Slide p. 85: Inference: coarse to ﬁne — p. 85 ► 1:31:16

1:31:16 I just want to call that out. So let's suppose you have that. Then what you're doing is you're teaching your model

Slide p. 86: Inference: coarse to ﬁne — p. 86 ► 1:31:26

1:31:26 to fill the blanks. Well, now how would you go about actually using such a model at inference time? So what you would do is same as what we did for images. Start with completely noised inputs. So here a sequence full of masked token. And then what you would do is just predict what would be hiding behind those masked tokens

1:31:56 all at once. But then you want to make sure that you have enough buffer for you to make corrections. So you may want to revise some tokens that you have predicted. So the field has several methods to do that, one of which is just remasking some tokens in a random way. So some other methods, they're mask tokens with respect to some confidence scores.

1:32:27 For instance, if you have a token that you're unmasking that you're not very sure of, then you may want to just do another try. So here, you would take some tokens that, let's say, you're not sure of and remask them. And what you would do is to take that new sequence and perform the same operation, meaning trying to see who is behind that masked token.

Slide pp. 87–88: Inference: coarse to ﬁne — pp. 87–88 ► 1:32:58

1:32:58 And you do that again and again until obtaining your final outputs.

Slide p. 89: Discussion — p. 89 ► 1:33:05

1:33:05 So this is a very high-level way of how such a paradigm would work for text. Well, the good thing is there is very active research on it.

Slide p. 90: Discussion — p. 90 ► 1:33:20

1:33:20 And so I was reading one of the papers. So you can have speeds up to 10x compared to the traditional autoregressive way of doing things. And that is particularly useful for tasks that requires you to have response as quick as possible. I know a lot of us are using some form of coding agents to do

1:33:46 our coding work these days. And I'm sure you also want your agent to finish as quickly as possible. Well, this paradigm would allow you to speed up that process significantly. And that is the reason why coding is a very good use case for that paradigm. So on the one hand for the speed,

1:34:12 but on the second hand also because in coding, you naturally have a way to be interested in filling in the middle kind of tasks. Because if you look at your code base, you're rarely always trying to generate things in a sequential way, in an autoregressive way. Sometimes you have a bunch of code and you just want to generate code, let's say, in the middle of two functions.

▶ [Data extract]:
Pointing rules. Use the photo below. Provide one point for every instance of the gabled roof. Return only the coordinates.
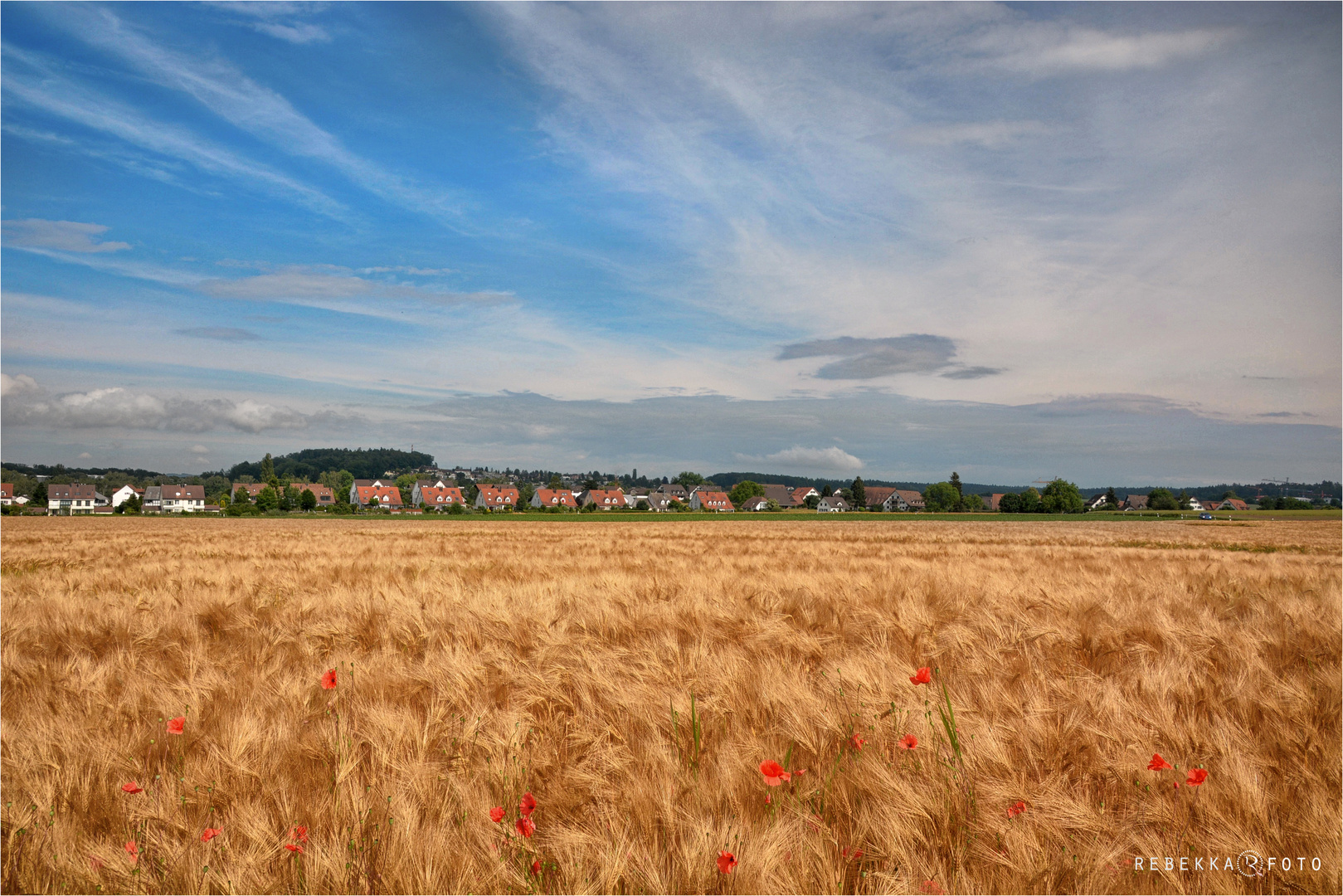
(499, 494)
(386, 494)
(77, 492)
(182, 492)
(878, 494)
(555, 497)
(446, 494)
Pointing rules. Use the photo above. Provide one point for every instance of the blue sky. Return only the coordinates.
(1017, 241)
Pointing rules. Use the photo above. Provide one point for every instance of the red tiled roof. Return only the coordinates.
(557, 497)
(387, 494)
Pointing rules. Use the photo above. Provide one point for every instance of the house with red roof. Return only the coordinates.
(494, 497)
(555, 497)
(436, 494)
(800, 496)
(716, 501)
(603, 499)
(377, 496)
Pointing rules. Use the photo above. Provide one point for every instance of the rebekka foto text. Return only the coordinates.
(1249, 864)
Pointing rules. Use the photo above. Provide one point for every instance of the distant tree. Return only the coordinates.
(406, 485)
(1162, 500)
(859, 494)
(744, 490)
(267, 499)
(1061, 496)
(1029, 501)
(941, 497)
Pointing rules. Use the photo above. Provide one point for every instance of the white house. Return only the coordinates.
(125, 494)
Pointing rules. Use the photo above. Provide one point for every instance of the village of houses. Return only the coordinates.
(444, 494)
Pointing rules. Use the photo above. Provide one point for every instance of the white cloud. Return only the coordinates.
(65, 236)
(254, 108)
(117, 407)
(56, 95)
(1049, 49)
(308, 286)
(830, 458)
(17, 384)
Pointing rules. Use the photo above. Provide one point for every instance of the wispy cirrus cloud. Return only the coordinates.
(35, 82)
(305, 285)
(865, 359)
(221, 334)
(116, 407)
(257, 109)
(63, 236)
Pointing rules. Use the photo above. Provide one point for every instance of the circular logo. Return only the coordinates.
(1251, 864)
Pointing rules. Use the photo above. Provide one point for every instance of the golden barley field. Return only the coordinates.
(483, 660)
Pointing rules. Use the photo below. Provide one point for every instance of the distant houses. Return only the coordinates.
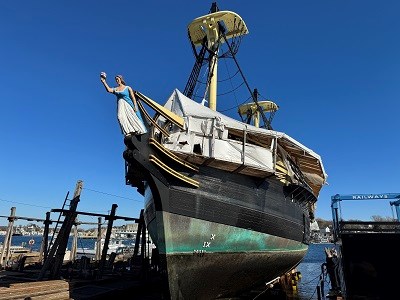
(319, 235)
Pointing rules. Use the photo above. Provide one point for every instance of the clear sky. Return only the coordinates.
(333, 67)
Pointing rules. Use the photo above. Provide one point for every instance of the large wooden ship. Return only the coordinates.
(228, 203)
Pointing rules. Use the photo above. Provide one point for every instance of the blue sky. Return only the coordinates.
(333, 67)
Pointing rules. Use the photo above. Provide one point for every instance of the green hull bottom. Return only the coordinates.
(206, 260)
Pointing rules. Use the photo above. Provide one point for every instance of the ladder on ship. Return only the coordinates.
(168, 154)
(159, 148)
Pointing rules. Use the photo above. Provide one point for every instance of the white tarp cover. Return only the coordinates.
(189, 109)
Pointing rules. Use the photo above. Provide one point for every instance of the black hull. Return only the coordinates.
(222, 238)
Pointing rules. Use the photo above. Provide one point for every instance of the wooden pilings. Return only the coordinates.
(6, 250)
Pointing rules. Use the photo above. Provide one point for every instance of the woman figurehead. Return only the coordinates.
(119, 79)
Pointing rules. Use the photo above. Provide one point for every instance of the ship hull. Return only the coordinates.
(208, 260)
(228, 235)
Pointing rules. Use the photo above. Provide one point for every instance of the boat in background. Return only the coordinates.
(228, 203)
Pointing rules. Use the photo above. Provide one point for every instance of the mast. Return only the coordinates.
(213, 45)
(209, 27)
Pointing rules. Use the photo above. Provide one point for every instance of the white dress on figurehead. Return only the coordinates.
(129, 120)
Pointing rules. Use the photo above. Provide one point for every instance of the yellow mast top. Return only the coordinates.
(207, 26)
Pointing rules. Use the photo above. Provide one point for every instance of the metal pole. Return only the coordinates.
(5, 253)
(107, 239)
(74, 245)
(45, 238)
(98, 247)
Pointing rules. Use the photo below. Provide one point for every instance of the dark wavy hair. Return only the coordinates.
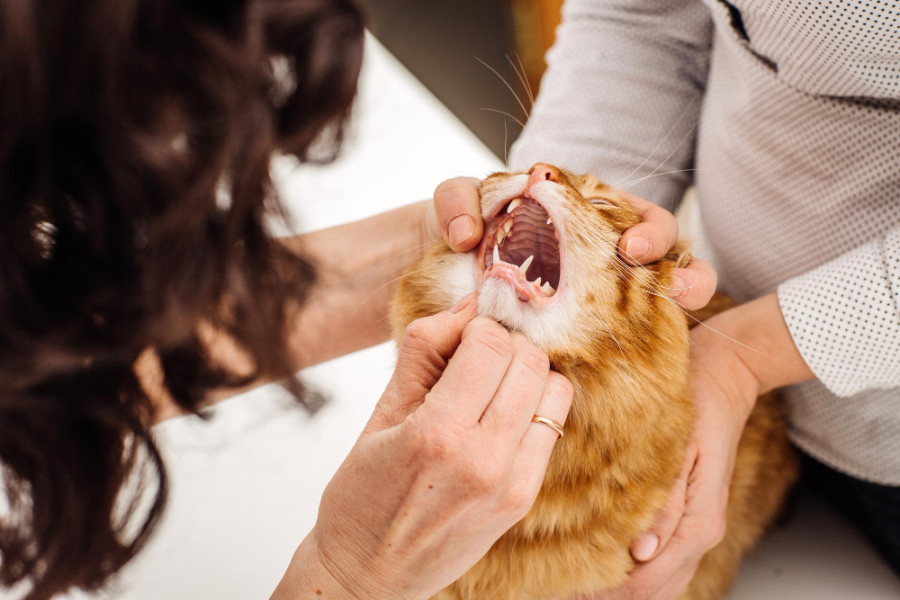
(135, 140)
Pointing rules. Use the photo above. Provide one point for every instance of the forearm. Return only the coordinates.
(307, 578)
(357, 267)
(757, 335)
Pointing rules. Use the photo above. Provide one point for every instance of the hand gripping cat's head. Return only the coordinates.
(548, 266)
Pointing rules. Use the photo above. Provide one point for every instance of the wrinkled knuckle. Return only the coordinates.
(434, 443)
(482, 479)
---
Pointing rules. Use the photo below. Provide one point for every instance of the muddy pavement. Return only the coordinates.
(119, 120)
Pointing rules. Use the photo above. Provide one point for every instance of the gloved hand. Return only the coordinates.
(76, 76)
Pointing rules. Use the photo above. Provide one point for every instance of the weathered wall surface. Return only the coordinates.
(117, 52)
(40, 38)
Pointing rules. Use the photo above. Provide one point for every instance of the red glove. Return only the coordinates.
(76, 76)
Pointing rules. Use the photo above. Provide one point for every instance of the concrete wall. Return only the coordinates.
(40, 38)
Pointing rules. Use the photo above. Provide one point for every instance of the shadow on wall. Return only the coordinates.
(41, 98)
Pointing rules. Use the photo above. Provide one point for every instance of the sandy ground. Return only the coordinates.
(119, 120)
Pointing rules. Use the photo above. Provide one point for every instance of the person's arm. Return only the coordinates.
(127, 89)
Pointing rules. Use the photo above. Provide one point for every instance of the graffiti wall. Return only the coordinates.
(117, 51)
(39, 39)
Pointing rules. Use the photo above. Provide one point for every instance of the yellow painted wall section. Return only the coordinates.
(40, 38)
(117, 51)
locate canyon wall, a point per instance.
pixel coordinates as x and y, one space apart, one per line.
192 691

▶ [Using the information]:
1. Answer these from the lecture transcript:
(a) At inference time, what sequence does the model start from?
(b) What speedup over the traditional autoregressive way does the speaker report from one of the papers?
(c) Where in a code base does the speaker say you might want to generate code?
2. List every slide reference in the lecture transcript, giving its page number and title.
Answer from the lecture transcript alone.

▶ [Solutions to the exercise]:
1.
(a) A completely noised input: a sequence full of masked tokens.
(b) Up to 10x.
(c) In the middle of two functions.

2.
p. 85: Inference: coarse to fine
p. 86: Inference: coarse to fine
pp. 87–88: Inference: coarse to fine
p. 89: Discussion
p. 90: Discussion